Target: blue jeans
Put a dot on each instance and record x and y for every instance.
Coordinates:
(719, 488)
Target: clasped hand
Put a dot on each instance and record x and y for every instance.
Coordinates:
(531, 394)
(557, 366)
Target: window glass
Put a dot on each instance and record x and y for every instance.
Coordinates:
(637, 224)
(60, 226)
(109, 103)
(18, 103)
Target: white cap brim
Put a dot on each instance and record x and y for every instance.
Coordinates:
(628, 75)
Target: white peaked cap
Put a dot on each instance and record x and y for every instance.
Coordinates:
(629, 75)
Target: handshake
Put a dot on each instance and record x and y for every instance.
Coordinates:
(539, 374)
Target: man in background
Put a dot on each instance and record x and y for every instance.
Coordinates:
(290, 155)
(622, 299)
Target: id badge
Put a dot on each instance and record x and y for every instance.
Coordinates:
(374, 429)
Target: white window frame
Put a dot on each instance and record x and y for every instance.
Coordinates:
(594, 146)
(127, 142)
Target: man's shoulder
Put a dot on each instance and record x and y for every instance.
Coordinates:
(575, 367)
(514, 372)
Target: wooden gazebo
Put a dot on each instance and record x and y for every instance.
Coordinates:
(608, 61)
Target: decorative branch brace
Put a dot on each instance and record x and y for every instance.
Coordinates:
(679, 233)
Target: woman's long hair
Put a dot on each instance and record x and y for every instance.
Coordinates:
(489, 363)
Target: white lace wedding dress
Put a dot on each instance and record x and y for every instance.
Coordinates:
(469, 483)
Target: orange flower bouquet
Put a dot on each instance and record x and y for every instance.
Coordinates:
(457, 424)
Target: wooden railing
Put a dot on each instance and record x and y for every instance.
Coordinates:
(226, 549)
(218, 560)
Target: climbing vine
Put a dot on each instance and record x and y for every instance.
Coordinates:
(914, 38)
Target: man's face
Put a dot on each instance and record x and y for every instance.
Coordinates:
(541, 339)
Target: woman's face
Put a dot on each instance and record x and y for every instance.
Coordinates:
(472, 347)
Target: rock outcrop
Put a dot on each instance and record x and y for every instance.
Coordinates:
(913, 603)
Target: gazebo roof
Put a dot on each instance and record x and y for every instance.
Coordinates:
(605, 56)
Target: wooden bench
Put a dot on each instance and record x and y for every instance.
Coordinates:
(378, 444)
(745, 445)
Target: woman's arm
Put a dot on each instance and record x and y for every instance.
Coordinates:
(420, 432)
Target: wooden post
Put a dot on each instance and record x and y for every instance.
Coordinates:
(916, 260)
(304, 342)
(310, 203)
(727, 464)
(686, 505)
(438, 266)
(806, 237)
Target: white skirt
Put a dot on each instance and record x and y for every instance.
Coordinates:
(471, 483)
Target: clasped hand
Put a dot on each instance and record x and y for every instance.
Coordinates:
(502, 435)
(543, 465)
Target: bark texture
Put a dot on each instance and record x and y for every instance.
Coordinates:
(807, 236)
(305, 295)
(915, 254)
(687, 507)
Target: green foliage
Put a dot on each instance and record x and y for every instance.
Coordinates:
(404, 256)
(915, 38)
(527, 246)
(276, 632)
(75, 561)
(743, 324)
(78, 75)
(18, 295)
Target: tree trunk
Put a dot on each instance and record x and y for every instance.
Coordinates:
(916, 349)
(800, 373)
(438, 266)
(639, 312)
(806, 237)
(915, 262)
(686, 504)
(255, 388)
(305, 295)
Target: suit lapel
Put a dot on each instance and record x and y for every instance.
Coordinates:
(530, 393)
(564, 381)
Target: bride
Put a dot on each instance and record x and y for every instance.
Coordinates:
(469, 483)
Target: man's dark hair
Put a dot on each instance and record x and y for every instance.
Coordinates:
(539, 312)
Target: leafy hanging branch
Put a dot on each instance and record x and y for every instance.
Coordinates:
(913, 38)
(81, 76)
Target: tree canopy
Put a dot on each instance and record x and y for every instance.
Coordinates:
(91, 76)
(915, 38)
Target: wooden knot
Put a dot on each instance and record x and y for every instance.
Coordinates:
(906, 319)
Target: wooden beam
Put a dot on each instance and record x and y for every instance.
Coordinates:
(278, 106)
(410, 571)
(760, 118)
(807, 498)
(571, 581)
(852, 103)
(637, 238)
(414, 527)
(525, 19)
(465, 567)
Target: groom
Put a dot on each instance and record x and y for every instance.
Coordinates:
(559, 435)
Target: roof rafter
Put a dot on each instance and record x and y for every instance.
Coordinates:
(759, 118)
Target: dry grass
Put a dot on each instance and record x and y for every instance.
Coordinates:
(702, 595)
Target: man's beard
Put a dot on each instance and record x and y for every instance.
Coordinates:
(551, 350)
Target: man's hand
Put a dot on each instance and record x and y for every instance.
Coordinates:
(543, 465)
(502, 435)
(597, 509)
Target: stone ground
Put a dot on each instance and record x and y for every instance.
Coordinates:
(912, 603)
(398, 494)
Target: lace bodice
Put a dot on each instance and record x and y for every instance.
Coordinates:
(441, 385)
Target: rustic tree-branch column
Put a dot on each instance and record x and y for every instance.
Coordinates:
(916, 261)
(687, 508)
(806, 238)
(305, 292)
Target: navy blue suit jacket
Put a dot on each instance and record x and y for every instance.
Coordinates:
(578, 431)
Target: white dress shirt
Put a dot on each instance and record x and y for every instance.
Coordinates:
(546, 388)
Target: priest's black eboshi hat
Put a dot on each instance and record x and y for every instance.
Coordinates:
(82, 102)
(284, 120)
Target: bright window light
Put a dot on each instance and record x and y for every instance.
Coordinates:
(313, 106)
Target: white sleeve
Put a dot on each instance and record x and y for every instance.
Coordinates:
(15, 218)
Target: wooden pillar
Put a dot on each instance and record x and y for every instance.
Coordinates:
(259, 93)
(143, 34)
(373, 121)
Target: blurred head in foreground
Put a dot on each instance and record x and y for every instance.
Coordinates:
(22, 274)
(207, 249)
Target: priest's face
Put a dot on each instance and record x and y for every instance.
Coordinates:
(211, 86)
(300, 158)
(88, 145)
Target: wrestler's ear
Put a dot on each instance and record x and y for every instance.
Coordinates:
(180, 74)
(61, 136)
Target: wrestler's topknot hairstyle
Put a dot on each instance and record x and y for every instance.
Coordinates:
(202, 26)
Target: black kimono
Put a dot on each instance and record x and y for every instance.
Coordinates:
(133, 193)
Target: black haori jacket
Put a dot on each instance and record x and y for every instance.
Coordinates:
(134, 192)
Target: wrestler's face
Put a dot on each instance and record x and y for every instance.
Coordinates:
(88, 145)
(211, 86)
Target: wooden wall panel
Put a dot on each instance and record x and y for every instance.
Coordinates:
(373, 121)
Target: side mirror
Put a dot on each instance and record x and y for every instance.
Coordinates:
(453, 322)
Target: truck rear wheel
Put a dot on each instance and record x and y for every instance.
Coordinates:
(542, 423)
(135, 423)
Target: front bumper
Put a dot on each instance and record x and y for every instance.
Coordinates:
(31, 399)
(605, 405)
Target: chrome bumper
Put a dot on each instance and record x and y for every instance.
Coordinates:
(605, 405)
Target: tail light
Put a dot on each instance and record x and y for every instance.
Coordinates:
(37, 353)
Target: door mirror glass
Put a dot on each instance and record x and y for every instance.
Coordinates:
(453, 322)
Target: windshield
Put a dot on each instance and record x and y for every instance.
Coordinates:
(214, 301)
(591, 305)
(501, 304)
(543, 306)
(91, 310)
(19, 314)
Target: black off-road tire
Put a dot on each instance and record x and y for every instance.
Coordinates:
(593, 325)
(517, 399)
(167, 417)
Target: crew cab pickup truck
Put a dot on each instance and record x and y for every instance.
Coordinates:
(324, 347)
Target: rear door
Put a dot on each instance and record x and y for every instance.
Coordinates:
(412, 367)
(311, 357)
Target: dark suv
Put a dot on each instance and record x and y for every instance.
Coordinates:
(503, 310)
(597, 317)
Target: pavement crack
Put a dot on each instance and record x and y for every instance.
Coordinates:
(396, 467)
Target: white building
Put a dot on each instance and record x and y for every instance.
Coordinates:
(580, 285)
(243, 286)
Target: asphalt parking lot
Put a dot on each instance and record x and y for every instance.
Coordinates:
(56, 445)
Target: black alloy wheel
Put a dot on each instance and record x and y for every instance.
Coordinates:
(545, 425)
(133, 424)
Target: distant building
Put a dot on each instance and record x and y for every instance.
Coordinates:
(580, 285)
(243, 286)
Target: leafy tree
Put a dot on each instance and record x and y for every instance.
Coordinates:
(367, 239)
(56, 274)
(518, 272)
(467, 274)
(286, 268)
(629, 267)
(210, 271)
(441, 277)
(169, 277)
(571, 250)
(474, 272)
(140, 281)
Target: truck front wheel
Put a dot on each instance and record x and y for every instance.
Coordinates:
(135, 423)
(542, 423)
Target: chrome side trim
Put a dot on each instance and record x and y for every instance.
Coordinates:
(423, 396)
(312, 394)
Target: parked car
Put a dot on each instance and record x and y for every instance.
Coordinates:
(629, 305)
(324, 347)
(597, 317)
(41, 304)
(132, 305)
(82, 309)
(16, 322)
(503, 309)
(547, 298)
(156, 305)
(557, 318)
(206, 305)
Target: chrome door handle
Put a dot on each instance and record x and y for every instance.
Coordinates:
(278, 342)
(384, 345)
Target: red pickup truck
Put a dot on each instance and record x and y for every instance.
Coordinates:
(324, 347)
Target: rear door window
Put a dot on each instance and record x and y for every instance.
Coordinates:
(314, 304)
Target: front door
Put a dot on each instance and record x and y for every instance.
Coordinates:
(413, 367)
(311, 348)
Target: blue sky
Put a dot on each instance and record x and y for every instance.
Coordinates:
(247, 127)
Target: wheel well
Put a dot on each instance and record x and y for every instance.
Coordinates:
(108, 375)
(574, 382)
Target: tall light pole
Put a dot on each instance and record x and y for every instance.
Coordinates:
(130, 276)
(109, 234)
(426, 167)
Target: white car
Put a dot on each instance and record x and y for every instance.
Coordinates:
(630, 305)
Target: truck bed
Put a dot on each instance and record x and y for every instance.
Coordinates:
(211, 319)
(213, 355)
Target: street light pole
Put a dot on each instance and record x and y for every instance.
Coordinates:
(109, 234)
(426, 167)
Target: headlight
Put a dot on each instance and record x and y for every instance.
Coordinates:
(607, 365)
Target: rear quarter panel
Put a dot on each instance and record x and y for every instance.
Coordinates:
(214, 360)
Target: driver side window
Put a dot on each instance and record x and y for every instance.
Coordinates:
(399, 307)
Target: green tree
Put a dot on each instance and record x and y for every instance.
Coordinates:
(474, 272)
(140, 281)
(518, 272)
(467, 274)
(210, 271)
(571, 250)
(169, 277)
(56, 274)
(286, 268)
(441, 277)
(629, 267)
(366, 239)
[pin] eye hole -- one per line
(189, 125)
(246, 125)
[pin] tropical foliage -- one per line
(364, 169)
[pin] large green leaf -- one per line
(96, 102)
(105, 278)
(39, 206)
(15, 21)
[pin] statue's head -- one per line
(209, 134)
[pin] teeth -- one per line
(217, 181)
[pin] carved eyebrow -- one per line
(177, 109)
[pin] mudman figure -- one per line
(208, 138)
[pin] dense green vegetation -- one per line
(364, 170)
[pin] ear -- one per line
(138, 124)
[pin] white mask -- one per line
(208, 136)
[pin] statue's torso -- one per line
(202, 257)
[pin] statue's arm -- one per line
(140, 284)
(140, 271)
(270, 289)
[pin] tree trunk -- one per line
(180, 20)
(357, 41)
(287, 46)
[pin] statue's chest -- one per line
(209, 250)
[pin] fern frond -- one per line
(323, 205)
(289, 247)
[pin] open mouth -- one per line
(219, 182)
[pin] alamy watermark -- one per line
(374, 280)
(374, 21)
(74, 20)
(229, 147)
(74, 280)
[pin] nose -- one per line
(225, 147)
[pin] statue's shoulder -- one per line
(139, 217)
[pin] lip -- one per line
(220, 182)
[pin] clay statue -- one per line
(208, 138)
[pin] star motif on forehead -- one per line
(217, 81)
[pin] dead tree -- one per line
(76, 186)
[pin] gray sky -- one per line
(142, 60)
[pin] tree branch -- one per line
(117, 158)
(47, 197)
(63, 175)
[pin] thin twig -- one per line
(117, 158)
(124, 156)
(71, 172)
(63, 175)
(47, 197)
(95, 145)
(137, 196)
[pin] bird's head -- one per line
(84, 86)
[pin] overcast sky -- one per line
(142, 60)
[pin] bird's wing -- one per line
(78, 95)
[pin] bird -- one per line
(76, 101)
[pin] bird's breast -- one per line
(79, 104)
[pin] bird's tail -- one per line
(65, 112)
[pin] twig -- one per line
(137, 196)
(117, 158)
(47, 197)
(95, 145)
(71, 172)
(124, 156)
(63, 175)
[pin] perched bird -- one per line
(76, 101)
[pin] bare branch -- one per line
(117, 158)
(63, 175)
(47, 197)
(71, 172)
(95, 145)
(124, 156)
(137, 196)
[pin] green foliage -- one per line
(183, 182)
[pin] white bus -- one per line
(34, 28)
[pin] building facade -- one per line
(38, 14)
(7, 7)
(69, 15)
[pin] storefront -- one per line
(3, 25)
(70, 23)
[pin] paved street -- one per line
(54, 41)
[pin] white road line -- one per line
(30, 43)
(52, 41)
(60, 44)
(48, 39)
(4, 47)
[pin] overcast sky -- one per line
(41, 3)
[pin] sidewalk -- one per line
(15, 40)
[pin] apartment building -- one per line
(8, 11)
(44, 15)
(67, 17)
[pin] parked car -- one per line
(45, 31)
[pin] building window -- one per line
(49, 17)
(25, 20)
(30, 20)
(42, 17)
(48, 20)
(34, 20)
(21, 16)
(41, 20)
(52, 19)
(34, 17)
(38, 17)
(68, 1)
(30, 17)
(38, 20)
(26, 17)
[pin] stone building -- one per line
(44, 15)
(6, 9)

:: What to do ::
Write out again, exactly as they appear above, the lines from the one containing "[pin] storefront -- one per line" to the final line, and only those.

:: Response box ::
[pin] storefront -- one per line
(3, 25)
(70, 23)
[pin] paved street -- one per line
(54, 41)
[pin] white road line -- one per line
(30, 43)
(52, 41)
(60, 44)
(48, 39)
(4, 47)
[pin] overcast sky -- one per line
(41, 3)
[pin] sidewalk -- one per line
(15, 40)
[pin] apartment building -- one per line
(8, 11)
(44, 15)
(67, 17)
[pin] parked car -- one per line
(45, 31)
[pin] building window -- one per line
(49, 17)
(25, 20)
(30, 20)
(42, 17)
(48, 20)
(34, 20)
(21, 16)
(41, 20)
(52, 19)
(34, 17)
(38, 17)
(68, 1)
(30, 17)
(38, 20)
(26, 17)
[pin] stone building -- one per line
(44, 15)
(6, 9)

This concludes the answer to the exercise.